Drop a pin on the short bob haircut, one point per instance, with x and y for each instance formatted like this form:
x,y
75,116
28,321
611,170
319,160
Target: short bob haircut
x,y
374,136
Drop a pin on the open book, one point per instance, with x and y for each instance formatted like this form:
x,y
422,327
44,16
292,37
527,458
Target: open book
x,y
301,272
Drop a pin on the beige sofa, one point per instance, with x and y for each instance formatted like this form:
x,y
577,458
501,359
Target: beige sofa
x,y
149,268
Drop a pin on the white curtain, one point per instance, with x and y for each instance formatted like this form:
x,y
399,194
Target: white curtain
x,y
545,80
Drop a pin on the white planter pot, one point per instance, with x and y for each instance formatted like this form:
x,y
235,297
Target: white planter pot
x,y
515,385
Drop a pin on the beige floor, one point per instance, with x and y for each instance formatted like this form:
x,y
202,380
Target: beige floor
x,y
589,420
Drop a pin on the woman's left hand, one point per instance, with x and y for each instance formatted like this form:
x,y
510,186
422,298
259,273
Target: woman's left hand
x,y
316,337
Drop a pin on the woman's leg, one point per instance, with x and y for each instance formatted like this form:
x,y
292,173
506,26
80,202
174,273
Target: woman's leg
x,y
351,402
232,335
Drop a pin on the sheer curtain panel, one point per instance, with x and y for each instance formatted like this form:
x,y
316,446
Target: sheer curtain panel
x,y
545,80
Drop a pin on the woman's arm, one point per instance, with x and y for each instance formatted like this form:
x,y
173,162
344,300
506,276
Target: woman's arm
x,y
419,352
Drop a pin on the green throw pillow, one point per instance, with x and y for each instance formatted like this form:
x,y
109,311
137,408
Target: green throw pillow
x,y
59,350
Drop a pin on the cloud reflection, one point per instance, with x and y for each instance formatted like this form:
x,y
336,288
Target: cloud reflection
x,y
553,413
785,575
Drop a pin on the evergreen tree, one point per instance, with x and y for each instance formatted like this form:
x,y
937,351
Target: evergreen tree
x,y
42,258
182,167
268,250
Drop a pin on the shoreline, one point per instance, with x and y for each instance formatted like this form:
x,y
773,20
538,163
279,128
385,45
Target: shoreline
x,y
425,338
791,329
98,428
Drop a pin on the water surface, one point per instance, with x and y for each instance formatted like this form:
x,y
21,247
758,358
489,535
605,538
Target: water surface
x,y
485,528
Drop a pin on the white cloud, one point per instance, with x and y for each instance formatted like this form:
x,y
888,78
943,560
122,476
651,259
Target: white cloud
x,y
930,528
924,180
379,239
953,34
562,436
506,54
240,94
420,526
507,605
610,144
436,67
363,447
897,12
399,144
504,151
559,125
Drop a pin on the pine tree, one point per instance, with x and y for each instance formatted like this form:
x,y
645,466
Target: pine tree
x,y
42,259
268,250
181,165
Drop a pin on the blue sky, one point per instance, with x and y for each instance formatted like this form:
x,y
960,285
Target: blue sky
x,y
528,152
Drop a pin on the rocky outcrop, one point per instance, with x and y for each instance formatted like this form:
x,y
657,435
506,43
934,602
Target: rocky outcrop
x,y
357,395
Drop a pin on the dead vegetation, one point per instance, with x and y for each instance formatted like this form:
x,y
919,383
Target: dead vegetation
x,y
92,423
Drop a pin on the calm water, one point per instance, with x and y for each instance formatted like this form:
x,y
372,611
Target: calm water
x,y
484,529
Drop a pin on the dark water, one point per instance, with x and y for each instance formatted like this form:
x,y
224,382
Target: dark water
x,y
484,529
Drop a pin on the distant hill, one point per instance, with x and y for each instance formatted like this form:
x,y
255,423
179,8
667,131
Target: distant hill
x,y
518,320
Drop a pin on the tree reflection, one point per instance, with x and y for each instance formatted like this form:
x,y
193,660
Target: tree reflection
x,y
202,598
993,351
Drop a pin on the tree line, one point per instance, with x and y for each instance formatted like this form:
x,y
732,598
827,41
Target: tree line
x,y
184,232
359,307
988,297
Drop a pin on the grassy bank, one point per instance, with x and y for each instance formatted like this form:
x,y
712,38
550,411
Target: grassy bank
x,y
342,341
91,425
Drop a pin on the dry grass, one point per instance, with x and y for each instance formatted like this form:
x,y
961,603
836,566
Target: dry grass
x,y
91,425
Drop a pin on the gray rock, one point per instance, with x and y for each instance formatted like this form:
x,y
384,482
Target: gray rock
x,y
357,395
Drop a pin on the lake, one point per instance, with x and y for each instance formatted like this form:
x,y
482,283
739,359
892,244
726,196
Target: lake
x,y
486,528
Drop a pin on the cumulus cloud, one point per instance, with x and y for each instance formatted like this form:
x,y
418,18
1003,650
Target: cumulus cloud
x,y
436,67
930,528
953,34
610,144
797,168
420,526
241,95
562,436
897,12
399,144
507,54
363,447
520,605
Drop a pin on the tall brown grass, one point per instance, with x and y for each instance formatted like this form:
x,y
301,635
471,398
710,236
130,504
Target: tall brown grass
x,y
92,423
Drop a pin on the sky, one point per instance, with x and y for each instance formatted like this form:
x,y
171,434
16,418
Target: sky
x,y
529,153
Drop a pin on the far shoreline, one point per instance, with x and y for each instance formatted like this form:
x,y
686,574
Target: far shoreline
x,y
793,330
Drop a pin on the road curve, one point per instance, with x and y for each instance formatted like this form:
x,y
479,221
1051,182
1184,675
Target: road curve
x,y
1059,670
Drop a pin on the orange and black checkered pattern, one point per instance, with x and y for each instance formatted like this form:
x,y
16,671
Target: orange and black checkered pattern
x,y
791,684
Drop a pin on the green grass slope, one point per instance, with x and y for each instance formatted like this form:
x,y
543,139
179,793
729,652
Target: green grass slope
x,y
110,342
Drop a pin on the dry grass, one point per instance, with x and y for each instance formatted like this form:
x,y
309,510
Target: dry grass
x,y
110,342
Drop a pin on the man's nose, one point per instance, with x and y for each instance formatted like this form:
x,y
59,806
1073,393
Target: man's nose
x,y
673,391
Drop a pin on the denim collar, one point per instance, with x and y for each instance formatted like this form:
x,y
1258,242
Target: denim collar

____

Transcribe only the trailing portion of the entries above: the line that contains "Drop a pin on the man's" and each line after it.

Drop a pin on the man's nose, one point per instance, with x and y for each instance formatted like this form:
x,y
59,806
1073,393
Target: man's nose
x,y
673,391
Drop a pin on the denim collar, one point per instance, with x and y for each instance formatted like this form:
x,y
1258,242
Target: denim collar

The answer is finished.